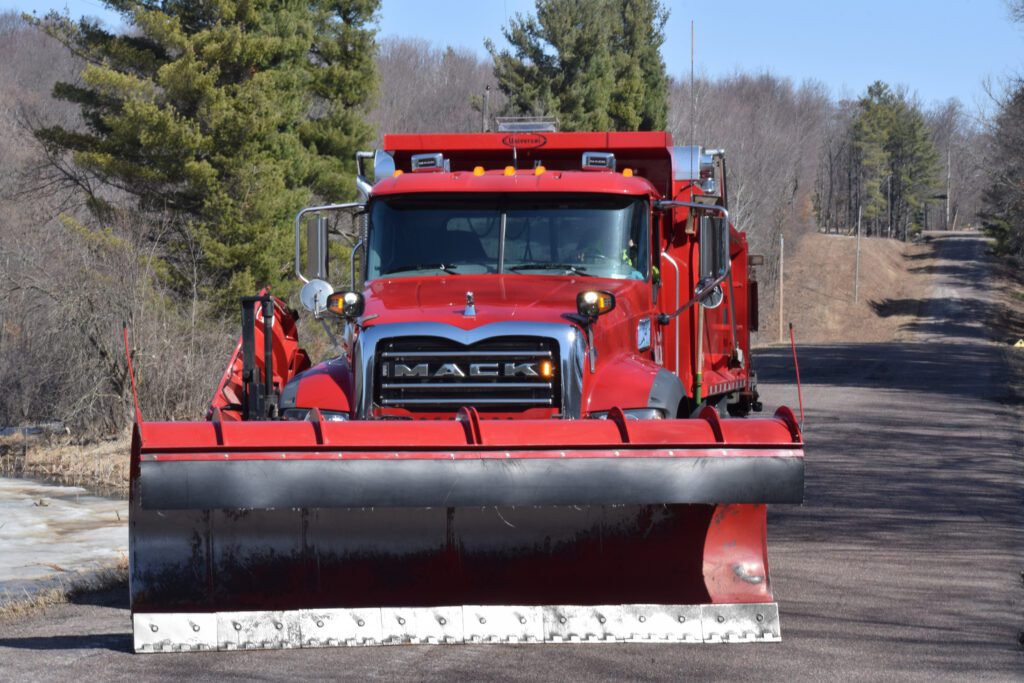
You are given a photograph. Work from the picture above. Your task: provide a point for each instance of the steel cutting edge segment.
(453, 625)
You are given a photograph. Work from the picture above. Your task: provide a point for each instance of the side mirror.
(314, 296)
(316, 238)
(714, 259)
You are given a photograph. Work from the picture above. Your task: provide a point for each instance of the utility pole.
(781, 257)
(486, 108)
(889, 205)
(856, 267)
(948, 183)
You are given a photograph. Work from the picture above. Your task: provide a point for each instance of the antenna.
(693, 101)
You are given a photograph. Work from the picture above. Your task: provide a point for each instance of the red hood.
(497, 298)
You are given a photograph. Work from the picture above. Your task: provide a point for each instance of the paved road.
(904, 563)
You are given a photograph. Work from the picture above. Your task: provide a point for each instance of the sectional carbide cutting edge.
(453, 625)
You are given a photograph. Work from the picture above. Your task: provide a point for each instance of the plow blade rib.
(252, 534)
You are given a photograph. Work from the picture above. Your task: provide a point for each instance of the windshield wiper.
(422, 266)
(574, 269)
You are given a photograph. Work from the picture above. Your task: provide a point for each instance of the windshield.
(586, 235)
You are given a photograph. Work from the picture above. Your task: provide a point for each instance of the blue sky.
(938, 48)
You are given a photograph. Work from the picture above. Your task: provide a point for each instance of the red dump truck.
(535, 428)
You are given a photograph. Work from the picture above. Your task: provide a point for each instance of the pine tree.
(594, 63)
(227, 115)
(892, 162)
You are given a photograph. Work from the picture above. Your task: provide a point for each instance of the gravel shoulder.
(904, 563)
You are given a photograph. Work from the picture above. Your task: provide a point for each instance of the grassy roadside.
(100, 468)
(14, 606)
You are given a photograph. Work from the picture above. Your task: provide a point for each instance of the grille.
(428, 374)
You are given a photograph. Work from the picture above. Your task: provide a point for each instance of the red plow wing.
(306, 534)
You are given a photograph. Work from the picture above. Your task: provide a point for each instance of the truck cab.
(534, 275)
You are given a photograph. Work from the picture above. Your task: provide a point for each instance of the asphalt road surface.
(904, 563)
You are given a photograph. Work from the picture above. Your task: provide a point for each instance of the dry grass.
(100, 467)
(1008, 325)
(28, 603)
(819, 290)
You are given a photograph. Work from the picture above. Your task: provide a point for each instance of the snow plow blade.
(258, 535)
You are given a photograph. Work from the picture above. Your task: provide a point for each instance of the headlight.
(593, 303)
(347, 303)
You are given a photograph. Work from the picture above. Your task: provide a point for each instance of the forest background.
(151, 176)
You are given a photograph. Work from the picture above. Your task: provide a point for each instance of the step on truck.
(535, 427)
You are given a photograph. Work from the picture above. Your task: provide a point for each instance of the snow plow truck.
(535, 427)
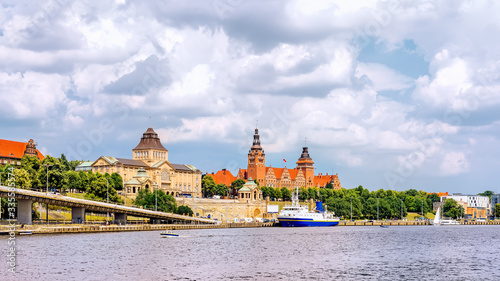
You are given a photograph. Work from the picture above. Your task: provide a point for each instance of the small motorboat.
(169, 233)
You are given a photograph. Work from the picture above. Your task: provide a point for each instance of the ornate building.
(149, 168)
(11, 152)
(300, 176)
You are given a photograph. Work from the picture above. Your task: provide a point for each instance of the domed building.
(150, 168)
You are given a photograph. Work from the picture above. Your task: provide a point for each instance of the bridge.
(25, 199)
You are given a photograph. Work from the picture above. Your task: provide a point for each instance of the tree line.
(365, 204)
(59, 174)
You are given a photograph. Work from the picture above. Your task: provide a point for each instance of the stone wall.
(218, 208)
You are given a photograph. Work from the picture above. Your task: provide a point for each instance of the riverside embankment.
(89, 228)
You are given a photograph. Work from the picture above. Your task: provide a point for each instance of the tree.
(57, 173)
(65, 162)
(165, 203)
(184, 210)
(208, 185)
(410, 203)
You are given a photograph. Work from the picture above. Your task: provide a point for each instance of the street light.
(377, 209)
(156, 197)
(47, 165)
(107, 199)
(124, 191)
(351, 208)
(47, 209)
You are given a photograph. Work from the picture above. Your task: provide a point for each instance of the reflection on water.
(336, 253)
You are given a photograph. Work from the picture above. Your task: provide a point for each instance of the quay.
(75, 228)
(93, 228)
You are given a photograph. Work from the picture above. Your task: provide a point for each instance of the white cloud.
(454, 163)
(32, 95)
(382, 77)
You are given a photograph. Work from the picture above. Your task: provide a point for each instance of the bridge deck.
(60, 200)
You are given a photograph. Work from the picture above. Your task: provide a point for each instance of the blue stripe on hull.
(300, 223)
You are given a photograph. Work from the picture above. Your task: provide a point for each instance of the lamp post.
(377, 209)
(1, 198)
(47, 207)
(156, 197)
(124, 191)
(47, 165)
(107, 199)
(401, 209)
(351, 208)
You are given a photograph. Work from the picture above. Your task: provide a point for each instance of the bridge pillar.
(77, 215)
(120, 218)
(24, 207)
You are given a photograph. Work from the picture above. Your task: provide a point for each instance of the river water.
(334, 253)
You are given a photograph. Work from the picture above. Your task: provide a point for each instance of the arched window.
(165, 176)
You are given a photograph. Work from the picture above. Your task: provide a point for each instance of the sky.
(388, 94)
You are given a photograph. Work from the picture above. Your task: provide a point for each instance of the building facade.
(300, 176)
(477, 206)
(11, 152)
(150, 168)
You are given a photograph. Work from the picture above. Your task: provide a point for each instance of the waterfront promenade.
(93, 228)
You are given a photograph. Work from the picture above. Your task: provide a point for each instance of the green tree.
(117, 181)
(434, 197)
(340, 207)
(410, 203)
(65, 162)
(184, 210)
(208, 185)
(165, 203)
(57, 173)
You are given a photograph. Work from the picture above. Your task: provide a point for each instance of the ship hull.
(296, 222)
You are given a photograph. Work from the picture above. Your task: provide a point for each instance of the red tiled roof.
(322, 180)
(223, 176)
(278, 172)
(293, 173)
(15, 149)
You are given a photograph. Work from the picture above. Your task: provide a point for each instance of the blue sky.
(389, 94)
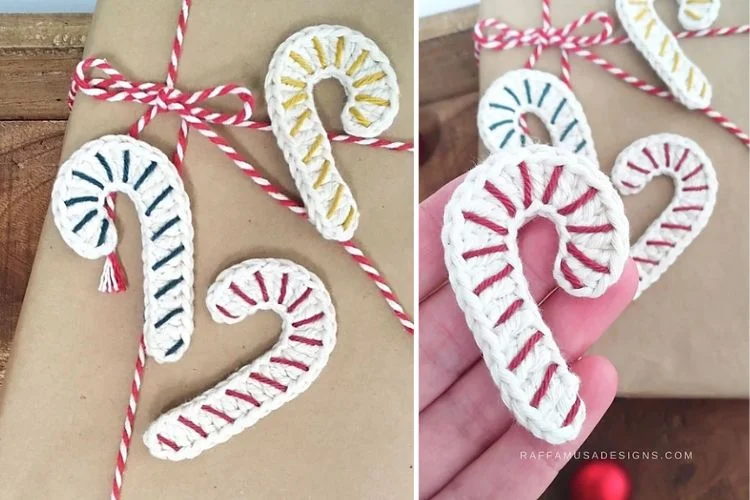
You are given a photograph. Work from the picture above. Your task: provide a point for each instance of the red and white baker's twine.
(163, 97)
(505, 37)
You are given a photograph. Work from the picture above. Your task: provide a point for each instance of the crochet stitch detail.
(120, 163)
(481, 225)
(691, 207)
(546, 96)
(662, 50)
(305, 58)
(307, 339)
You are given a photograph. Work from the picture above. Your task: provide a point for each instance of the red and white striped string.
(505, 37)
(164, 97)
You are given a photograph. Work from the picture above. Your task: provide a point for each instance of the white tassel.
(113, 276)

Directions for this task »
Any picture among the entries must be skipped; copy all else exactly.

Solution to this problem »
You are given a photograph. Work from the picture above. Your task: provide a point for each instance of the steel cutting edge segment.
(453, 625)
You are given a photograph. Work from the picture above. Your task: provide a point for each instance of the side mirror.
(314, 296)
(316, 238)
(714, 259)
You are given a photograph. Work from the picture above. Your task: provide a point for each instance of the utility pole.
(781, 257)
(486, 108)
(889, 205)
(856, 267)
(948, 183)
You are given a photograph. Work from the picture above. Your task: provide a point for each instance of the antenna.
(693, 101)
You are given a photograph. Work from the picture above. Your task: provide a point for each instance of the red hood.
(497, 298)
You are given a photograph. Work from the picture above. Your task: provide a point for each instance of the paved road.
(904, 563)
You are given a photograph. Work from the picture above. Your task: provide a point for each instance of the sectional carbide cutting edge.
(453, 625)
You are given a photograph. Work from the picture above. Your task: provide a point for each instance of the plow blade rib.
(252, 534)
You are given a photograph. Work from the picture above. Your task: provide a point for each instance of the windshield wiper.
(422, 266)
(574, 269)
You are given a photograph. Work from the picture above. Your task: provide a point for each instance of the windshield.
(586, 235)
You are given a photograph. Work from the picture above. Your task: provide a point for each instance of the blue sky.
(938, 48)
You are given a photograph. Work from the picture above. Your task: provide a point for each instance of the red dump truck.
(535, 428)
You are given a photograph. Work from the picture above. Your task: provide a point for each instance of the pine tree.
(594, 63)
(227, 115)
(892, 162)
You are given a photograph. Work from the picture above. Your task: provide a point for each instance of the gravel shoulder.
(904, 563)
You are given a photograph. Work from the picture above. Your task: provide a point for each instance of the grassy roadside.
(100, 468)
(14, 606)
You are given a photograph. Work from the picture above. Your task: provide a point for each instance of the grille.
(428, 374)
You are given a photograph. Work from the picture above. Your task: provide a point for each instance of the red plow wing.
(306, 534)
You are given a photograph. Work from the picture above. Your task: provide a point for each instance of the truck cab.
(534, 275)
You are given a photograph. Work from the picture above. Your task: provide a point for each instance of the asphalt road surface.
(904, 563)
You are given a photograph. Work from the picture above. Your task: provide a point for each instance of the dry grass.
(100, 467)
(1008, 325)
(28, 603)
(819, 290)
You are given a photograph. Work from the picture above. Your task: provide a point for each instance of the snow plow blade.
(258, 535)
You are given a photograph. Work from the picture above. Your task: provide a point for each instance of the headlight.
(593, 303)
(347, 303)
You are given a photograph. Work from the picture above. Your task: provide a point for each instance of the forest background.
(151, 176)
You are given a photograph. Work from the picture above. Your task: provide a point for each instance of the step on truck.
(535, 427)
You are given a photograph. Work from the picture above. Your task: provide a point for each instance of the snow plow truck.
(535, 427)
You are given a photograph. Work from the picture above. Your task: provide a point for each instance of the small motorboat.
(169, 233)
You are given a photograph. Work from the picture above. Your task: provide a point for each instance of the ornate building.
(149, 168)
(11, 152)
(300, 176)
You are given a photograph. Work from the picture above. Your task: provide a point for each instance of the domed building.
(150, 168)
You are given a photograph. Work from the picture above. Your task: provide a point for each instance of the bridge.
(25, 199)
You are given a photograph. Work from the picture above. Your task: provide a point for each instance of the tree line.
(365, 204)
(59, 174)
You are given a photograph. Work from the picture above. Your task: provide a point for each instance of the stone wall.
(218, 208)
You are given a photograph. Work from the picture above. Your task: provide a point for each instance of the riverside embankment.
(89, 228)
You are given a photograph. Work from the picture above. Your task: provide a point for each instance of the tree.
(57, 173)
(65, 162)
(165, 203)
(184, 210)
(208, 185)
(410, 203)
You are given a photograph. Work from the picture above. Your task: provide a point for each instance of the street light.
(377, 209)
(156, 197)
(47, 165)
(107, 199)
(124, 191)
(351, 208)
(47, 209)
You are given a photograph. Work from the picture above. Your task: provide a point for each instance of the reflection on water.
(336, 253)
You are given a photograph. Work from the picture above. Your task: provide a point for each instance of the quay.
(75, 228)
(93, 228)
You are given a photograph. Work from the picture above. Your task: provide a point for each instance of the white cloud.
(454, 163)
(32, 95)
(382, 77)
You are given a photograph. Work from the picture above. Your task: provide a point for each instance of the bridge deck.
(60, 200)
You are given a photograph. Work from the picture above. Your task: provide a point for each instance of the blue stripe on hull.
(300, 223)
You are given a photograph. Work from the picture above. Your task: provide a point for each instance of the lamp post.
(377, 209)
(1, 198)
(47, 207)
(156, 197)
(124, 191)
(47, 165)
(107, 199)
(401, 209)
(351, 208)
You are given a photograph. Work from the picture above. Your task: provide a point for each instance of the bridge pillar.
(77, 215)
(120, 218)
(24, 207)
You are given a photograph. Work from the picture above. Your task: provide a point for each instance of the river water.
(334, 253)
You are given a photograph. Work from the picture above. Your task: provide a point for each instance of the arched window.
(165, 176)
You are given a photograph. Work from the picture above. Your task: provide a point for each instance of the sky.
(388, 94)
You are given a photograph. Work from the picture above. Your task: provide a point for each instance of the building facade.
(300, 176)
(477, 206)
(11, 152)
(150, 168)
You are given a photograph. Work from the picture above. Your task: provide a point for each instance of the waterfront promenade.
(93, 228)
You are given a photograph. Work from the picture above. Your task: provide a point for each instance of the green tree.
(117, 181)
(434, 197)
(340, 207)
(410, 203)
(65, 162)
(184, 210)
(208, 185)
(165, 203)
(57, 173)
You are given a photograph. Work from the picture above. Your task: provide a point for each instance of the ship hull.
(296, 222)
You are given a photograph. Work from the picture above. Your task: provide a point for each instance of the red tiled roof.
(322, 180)
(223, 176)
(278, 172)
(293, 173)
(15, 149)
You are given a photograph. Work from the picture above. Your task: provide a point for each instance of the blue sky.
(389, 94)
You are given a photograph. Work from the picture above. Your task: provide a point for each instance of the red and white baker's twine.
(163, 97)
(505, 37)
You are given a photograph. Work from the picture above. Your task: provide a point for each instance of the crochet stitch detail.
(120, 163)
(481, 225)
(691, 207)
(546, 96)
(662, 50)
(305, 58)
(307, 339)
You are given a photograph. Work from the picture above. Your task: provide a point for each instance of the red and white striped string.
(505, 37)
(164, 97)
You are given a photograph. Work from the picture above. Your task: provide a point for each instance of the white tassel.
(113, 276)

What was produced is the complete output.